Por Andrés Felipe Giraldo L.
Las protestas sociales en Colombia revelan en cada marcha y en cada manifestación la degradación misma del conflicto, que no es más que la extrapolación de la situación social del país en expresiones de violencia. Es verdad que la gente está desesperada, como es verdad que el vandalismo no es deseable si lo que se busca es imponer la razón sobre la fuerza. Es verdad que la fuerza pública debe velar por la protección de la vida, integridad, honra y bienes de todos los ciudadanos, y es verdad que eso no se logra violando la vida, integridad, honra y bienes de los manifestantes.
Lo que pasa en las calles cada vez que se convoca a la ciudadanía a protestar refleja el malestar general y la falta de capacidad de las instituciones para tramitar las necesidades del pueblo de manera eficaz y consistente, lo que lleva a percibir que policía y ejército, representantes de esas instituciones, generan rechazo e indignación entre los manifestantes, porque más allá de represión y abusos, la fuerza pública no está en la capacidad de brindar ninguna solución de fondo a las demandas populares.
Entonces, los que se encuentran en la calle al final del día de manifestaciones vehementes y sentidas, son el pueblo inconforme, maltratado, ignorado y angustiado, con policías y soldados, que creen que su deber es poner fin a las protestas a como dé lugar, como si “el orden público” fuera el silencio y la sumisión que produce el miedo de los bolillos rompiéndole la cabeza a quienes salen a reclamar por sus derechos. Y es allí en donde se confunde el sentido de la protesta social, en donde los miembros de la fuerza pública olvidan el sentido de su misión constitucional para convertirse en una fuerza armada servil a los intereses de los gobiernos, que a su vez son los esbirros de las élites que dominan el establecimiento desde los hilos fuertes de la economía.
******
EJERCICIOS POR RESOLVER:
1. Responde estas preguntas sobre el artículo acerca de las protestas en Colombia:
(a) ¿De qué es extrapolación la degradación del conflicto?
(b) ¿Qué falta de las instituciones refleja lo que pasa en las calles?
(c) ¿De quiénes son esbirros los gobiernos?
2. Prosigue el artículo acerca de las protestas en Colombia a partir de la última oración de su tercer párrafo.

INFORMACIÓN PROPORCIONADA:
******
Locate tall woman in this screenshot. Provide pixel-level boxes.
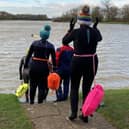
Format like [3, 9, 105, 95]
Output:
[24, 25, 56, 104]
[63, 5, 102, 122]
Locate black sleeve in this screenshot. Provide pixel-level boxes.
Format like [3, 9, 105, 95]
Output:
[24, 45, 33, 68]
[62, 30, 75, 45]
[94, 28, 102, 42]
[19, 56, 25, 80]
[51, 47, 56, 68]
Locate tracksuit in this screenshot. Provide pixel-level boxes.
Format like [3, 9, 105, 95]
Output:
[62, 25, 102, 116]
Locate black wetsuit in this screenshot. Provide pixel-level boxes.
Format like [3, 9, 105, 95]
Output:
[63, 25, 102, 116]
[24, 40, 56, 104]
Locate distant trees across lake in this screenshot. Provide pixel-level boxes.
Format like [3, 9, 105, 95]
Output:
[0, 11, 50, 20]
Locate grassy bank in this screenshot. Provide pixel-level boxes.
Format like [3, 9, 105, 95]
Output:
[0, 94, 32, 129]
[98, 89, 129, 129]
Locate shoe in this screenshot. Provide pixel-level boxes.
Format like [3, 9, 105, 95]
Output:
[79, 115, 88, 123]
[54, 99, 62, 103]
[69, 113, 77, 121]
[30, 101, 34, 104]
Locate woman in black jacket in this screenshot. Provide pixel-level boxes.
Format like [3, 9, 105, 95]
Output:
[63, 5, 102, 122]
[24, 25, 56, 104]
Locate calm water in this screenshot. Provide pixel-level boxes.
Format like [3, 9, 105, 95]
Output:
[0, 21, 129, 93]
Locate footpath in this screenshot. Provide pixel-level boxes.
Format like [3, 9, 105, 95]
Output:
[22, 101, 116, 129]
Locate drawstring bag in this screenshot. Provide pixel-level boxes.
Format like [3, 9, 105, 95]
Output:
[82, 84, 104, 117]
[15, 83, 29, 97]
[48, 72, 61, 90]
[82, 55, 104, 117]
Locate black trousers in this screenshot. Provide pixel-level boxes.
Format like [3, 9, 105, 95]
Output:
[70, 55, 98, 115]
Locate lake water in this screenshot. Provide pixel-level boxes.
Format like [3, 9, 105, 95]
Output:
[0, 21, 129, 93]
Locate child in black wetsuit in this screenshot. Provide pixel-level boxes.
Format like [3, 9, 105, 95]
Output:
[24, 25, 56, 104]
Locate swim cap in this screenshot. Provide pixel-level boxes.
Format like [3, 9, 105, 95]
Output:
[40, 25, 51, 40]
[77, 5, 92, 26]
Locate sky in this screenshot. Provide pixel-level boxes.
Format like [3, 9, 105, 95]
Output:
[0, 0, 129, 18]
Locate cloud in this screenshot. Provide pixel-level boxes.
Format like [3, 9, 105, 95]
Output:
[0, 0, 129, 17]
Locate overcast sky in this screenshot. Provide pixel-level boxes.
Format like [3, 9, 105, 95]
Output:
[0, 0, 129, 17]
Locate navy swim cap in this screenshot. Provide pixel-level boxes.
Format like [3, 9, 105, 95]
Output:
[40, 25, 51, 40]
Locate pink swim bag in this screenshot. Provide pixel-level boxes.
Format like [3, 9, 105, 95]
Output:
[82, 84, 104, 116]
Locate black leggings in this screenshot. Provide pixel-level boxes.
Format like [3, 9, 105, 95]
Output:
[70, 55, 98, 114]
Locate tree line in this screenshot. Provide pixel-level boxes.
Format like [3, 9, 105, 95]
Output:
[54, 0, 129, 23]
[0, 11, 50, 20]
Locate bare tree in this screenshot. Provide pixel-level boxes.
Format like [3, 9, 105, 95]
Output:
[102, 0, 112, 21]
[91, 6, 103, 21]
[122, 5, 129, 21]
[109, 6, 119, 21]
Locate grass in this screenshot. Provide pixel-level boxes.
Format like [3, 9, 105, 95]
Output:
[0, 94, 33, 129]
[98, 89, 129, 129]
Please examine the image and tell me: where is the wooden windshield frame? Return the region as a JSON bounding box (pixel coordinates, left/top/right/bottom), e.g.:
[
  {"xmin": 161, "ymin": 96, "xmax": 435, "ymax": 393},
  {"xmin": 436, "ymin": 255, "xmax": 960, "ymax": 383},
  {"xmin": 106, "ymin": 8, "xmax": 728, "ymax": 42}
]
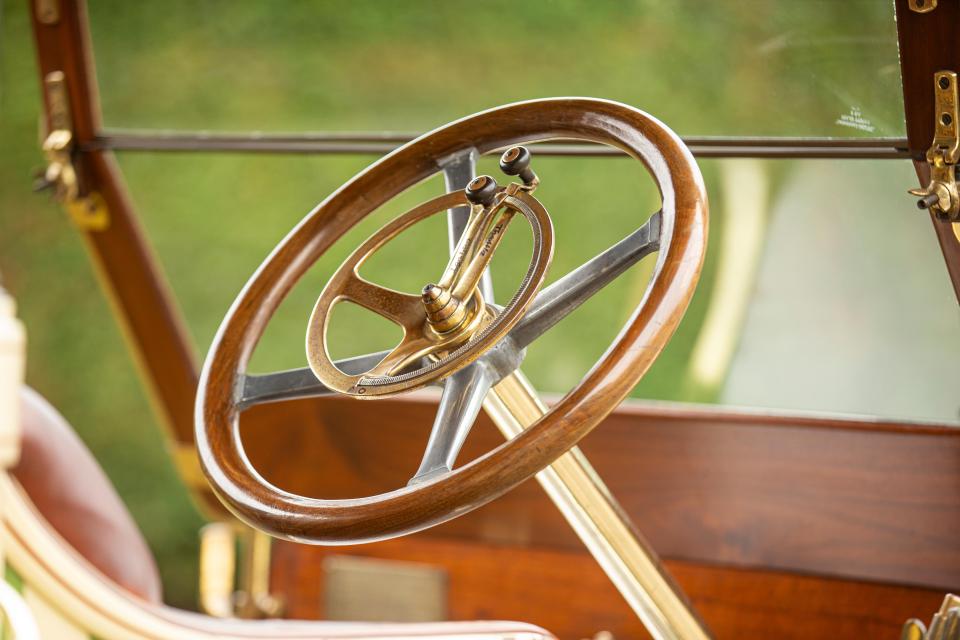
[{"xmin": 31, "ymin": 0, "xmax": 960, "ymax": 513}]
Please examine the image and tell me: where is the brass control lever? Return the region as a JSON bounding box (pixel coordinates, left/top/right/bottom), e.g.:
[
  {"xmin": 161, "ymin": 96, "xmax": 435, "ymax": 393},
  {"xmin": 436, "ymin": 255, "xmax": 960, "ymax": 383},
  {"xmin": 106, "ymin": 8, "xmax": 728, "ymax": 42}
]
[{"xmin": 500, "ymin": 146, "xmax": 540, "ymax": 191}]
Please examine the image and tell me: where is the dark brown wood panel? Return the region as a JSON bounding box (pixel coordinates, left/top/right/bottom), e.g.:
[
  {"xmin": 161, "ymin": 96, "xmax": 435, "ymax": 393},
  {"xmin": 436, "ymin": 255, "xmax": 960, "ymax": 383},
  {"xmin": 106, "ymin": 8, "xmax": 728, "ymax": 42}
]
[
  {"xmin": 243, "ymin": 395, "xmax": 960, "ymax": 589},
  {"xmin": 273, "ymin": 536, "xmax": 943, "ymax": 640},
  {"xmin": 31, "ymin": 0, "xmax": 197, "ymax": 444},
  {"xmin": 895, "ymin": 0, "xmax": 960, "ymax": 300}
]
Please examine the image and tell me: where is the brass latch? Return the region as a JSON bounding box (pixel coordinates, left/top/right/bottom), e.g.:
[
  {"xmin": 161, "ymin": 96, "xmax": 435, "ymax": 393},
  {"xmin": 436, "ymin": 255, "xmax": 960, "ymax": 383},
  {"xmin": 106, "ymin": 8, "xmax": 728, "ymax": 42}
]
[
  {"xmin": 907, "ymin": 0, "xmax": 937, "ymax": 13},
  {"xmin": 34, "ymin": 71, "xmax": 110, "ymax": 231},
  {"xmin": 910, "ymin": 71, "xmax": 960, "ymax": 222}
]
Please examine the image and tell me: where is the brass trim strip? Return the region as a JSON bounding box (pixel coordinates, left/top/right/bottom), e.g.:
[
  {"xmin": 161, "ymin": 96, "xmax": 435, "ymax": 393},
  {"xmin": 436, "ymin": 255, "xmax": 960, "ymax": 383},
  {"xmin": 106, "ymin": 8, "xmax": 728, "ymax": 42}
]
[{"xmin": 484, "ymin": 371, "xmax": 710, "ymax": 640}]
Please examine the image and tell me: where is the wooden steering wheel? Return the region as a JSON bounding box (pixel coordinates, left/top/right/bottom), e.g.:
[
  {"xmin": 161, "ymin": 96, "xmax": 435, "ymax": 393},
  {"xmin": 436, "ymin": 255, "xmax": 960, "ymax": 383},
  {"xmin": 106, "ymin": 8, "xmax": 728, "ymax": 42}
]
[{"xmin": 196, "ymin": 98, "xmax": 707, "ymax": 544}]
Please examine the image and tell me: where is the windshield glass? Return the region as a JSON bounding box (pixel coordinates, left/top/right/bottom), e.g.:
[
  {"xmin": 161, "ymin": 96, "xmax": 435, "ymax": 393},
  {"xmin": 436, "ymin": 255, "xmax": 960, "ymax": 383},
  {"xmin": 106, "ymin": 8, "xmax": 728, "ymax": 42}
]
[{"xmin": 89, "ymin": 0, "xmax": 904, "ymax": 137}]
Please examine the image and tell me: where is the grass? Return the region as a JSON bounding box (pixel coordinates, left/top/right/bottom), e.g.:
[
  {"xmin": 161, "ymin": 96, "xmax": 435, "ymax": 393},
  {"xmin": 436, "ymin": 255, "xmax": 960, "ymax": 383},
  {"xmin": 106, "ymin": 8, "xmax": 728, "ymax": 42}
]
[{"xmin": 0, "ymin": 0, "xmax": 902, "ymax": 607}]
******
RESULTADOS POR TAREA:
1.
(a) De la situación social del país en expresiones de violencia.
(b) La falta de capacidad para tramitar las necesidades del pueblo de manera eficaz y consistente.
(c) De las élites que dominan el establecimiento desde los hilos fuertes de la economía.

2.
Es decir, tristemente lo que vemos en las calles cuando las protestas se salen de control por el accionar de los vándalos o por las provocaciones deliberadas del ESMAD, es el pueblo armado maltratando al pueblo desarmado, en donde lo que se refleja es la precariedad de la identidad de clase, la ausencia total de la consciencia social de los menos favorecidos, cuya esencia no presenta mayores diferencias cuando están desnudos, pero que, cuando unos se ponen los uniformes y los otros salen a protestar, se convierten automáticamente en enemigos, unos enarbolando las banderas de la protesta social, y los otros defendiendo la institucionalidad y preservando el orden público.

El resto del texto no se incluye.